## EXERCISE PROMPT
Present the following data again exactly as it is shown.

## DATA EXCERPTS
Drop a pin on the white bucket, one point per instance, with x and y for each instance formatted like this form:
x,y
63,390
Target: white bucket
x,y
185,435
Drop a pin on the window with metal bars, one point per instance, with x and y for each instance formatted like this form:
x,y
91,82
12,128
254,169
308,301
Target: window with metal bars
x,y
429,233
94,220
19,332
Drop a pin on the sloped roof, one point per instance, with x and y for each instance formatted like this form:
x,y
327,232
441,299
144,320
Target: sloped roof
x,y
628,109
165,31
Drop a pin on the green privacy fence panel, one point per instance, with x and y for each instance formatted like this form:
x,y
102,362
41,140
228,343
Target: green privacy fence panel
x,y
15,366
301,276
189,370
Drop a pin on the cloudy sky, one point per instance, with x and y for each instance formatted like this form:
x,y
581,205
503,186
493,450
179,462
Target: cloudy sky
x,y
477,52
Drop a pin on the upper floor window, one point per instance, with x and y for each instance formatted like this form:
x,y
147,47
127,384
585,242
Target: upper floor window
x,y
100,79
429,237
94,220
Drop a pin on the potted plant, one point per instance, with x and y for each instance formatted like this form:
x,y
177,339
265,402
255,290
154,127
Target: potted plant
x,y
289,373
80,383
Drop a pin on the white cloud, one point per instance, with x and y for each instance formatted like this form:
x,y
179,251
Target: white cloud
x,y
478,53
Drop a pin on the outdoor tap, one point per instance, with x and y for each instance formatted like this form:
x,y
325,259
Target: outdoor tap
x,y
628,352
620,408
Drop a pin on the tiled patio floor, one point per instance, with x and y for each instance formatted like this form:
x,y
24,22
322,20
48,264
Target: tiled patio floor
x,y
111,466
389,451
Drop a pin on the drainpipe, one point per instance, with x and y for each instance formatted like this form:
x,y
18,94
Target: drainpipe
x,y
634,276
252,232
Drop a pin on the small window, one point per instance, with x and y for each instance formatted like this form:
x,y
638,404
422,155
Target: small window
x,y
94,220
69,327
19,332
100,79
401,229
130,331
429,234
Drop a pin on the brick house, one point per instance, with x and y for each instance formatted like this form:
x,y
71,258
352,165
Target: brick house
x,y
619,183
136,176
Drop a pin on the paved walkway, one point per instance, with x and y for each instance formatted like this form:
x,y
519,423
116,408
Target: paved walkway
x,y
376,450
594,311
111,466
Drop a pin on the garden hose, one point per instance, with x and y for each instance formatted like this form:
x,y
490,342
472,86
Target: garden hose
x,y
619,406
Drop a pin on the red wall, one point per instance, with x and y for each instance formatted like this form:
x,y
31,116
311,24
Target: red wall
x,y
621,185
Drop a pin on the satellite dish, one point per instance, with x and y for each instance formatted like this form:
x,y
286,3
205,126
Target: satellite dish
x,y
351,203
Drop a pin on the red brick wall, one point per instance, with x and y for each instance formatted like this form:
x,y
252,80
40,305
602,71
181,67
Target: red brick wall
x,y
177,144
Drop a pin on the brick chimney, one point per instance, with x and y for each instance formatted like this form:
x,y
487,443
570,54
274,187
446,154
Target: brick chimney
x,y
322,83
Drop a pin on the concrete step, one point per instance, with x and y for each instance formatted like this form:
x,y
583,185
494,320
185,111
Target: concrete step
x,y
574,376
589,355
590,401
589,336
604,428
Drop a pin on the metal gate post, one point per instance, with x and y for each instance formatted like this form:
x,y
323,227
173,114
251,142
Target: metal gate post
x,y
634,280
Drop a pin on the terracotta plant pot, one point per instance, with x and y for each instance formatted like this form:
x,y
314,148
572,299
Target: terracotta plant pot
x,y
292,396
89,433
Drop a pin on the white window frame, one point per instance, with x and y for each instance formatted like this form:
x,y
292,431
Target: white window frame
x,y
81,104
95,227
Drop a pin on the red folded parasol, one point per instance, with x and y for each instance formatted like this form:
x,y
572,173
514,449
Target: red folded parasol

## EXERCISE RESPONSE
Drop a pin on the white bucket, one point per instance, with x and y for each instance formatted like this form:
x,y
63,390
Target: white bucket
x,y
185,435
Drop a pin on the window with metal bars, one point per instance, with x and y for each instance formatted like this form:
x,y
91,82
12,128
254,169
308,301
Target: window with metal bars
x,y
429,233
94,220
19,332
Drop a pin on the sloped roof, one point per instance, with x and y for each instance formatted like this form:
x,y
327,232
441,299
144,320
Target: sloped roof
x,y
628,109
165,31
Drop a pin on the green privacy fence panel, one point per instance, with x and y for each instance formatted like this form:
x,y
102,362
41,140
228,343
Target: green privacy fence panel
x,y
15,366
301,276
189,370
Drop a pin on the cloudy sky, one point per instance, with x and y for each instance formatted like this form:
x,y
581,205
503,186
493,450
179,462
Target: cloudy sky
x,y
477,52
Drop a pin on the upper floor window, one point per instance, with x and y for each instance formatted like this form:
x,y
147,47
127,384
585,242
Target: upper floor window
x,y
100,79
429,237
94,220
Drop a pin on the potted plant, one point per instance, with x and y for each instance formatted like this form:
x,y
177,339
265,402
255,290
154,127
Target: potted plant
x,y
289,373
80,383
Drop a pin on the white cloud, one point per instance, with x and y for each instance formatted like this form:
x,y
179,251
Target: white cloud
x,y
478,53
Drop a pin on the outdoor tap, one point per instance, with x and y for each instance formatted like this form:
x,y
325,259
Target: outdoor tap
x,y
628,352
620,408
Drop a pin on the tiled patio floor, one point per instance, with x and y for each instance formatted like this form:
x,y
24,22
322,20
48,264
Target: tiled patio floor
x,y
111,466
389,451
Drop a pin on the drainpipe, one point per instance, with x and y for each instance formatted like this form:
x,y
18,94
Target: drainpipe
x,y
634,276
252,232
Drop a pin on the small window, one point per instance, with x and y for each instance formatted like this form:
x,y
638,404
422,155
Target: small window
x,y
94,220
69,327
19,332
100,79
401,229
130,331
429,234
Drop a pin on the brick house, one point per instance, with x and y for each instance formatted like this form:
x,y
71,258
352,165
Target: brick house
x,y
619,183
136,176
Drop a pin on the paved walkway, one point per instance, with x and y for each instance formatted like this form:
x,y
519,423
116,408
Target: paved walkway
x,y
376,450
594,311
111,466
Drop a pin on the garden hose, one point per instance, with x and y for each instance formatted like this form:
x,y
490,342
472,86
Target: garden hose
x,y
619,406
Drop a pin on the red wall, one point per instance, with x and y for each instance formatted like this form:
x,y
31,116
311,24
Target: red wall
x,y
621,185
Drop a pin on the satellite dish, one point per instance, with x and y for each instance formatted like this form:
x,y
286,3
205,126
Target: satellite dish
x,y
351,203
Drop a pin on the red brick wall, one point per instance, with x and y for each instance formatted like this form:
x,y
252,80
40,305
602,71
181,67
Target: red brick wall
x,y
177,144
Drop a pin on the brick chimney, one point per instance, with x and y for each instance formatted like this form:
x,y
487,443
570,54
274,187
446,154
Target: brick chimney
x,y
322,83
Drop a pin on the concrete step, one point per instance, with x and y for each instance formatted like this form:
x,y
583,185
494,320
185,111
Target: concrete step
x,y
574,376
589,355
590,401
589,336
604,428
Drop a pin on the metal gate post, one point per instance, with x and y for each instance formatted like this form:
x,y
323,227
173,114
251,142
Target: metal gate post
x,y
634,280
Drop a pin on the terracotta plant pot, one point per instance, with x and y for each instance formatted like this form:
x,y
314,148
572,299
Target: terracotta plant pot
x,y
292,396
89,433
Drop a pin on the white window frame, one point per instance, with x and y for each instance formatted like this form:
x,y
292,431
Target: white window frame
x,y
81,104
95,227
Drop a pin on the red folded parasol, one point per instance, with x and y for each instance formatted like this form:
x,y
572,173
514,449
Target: red folded parasol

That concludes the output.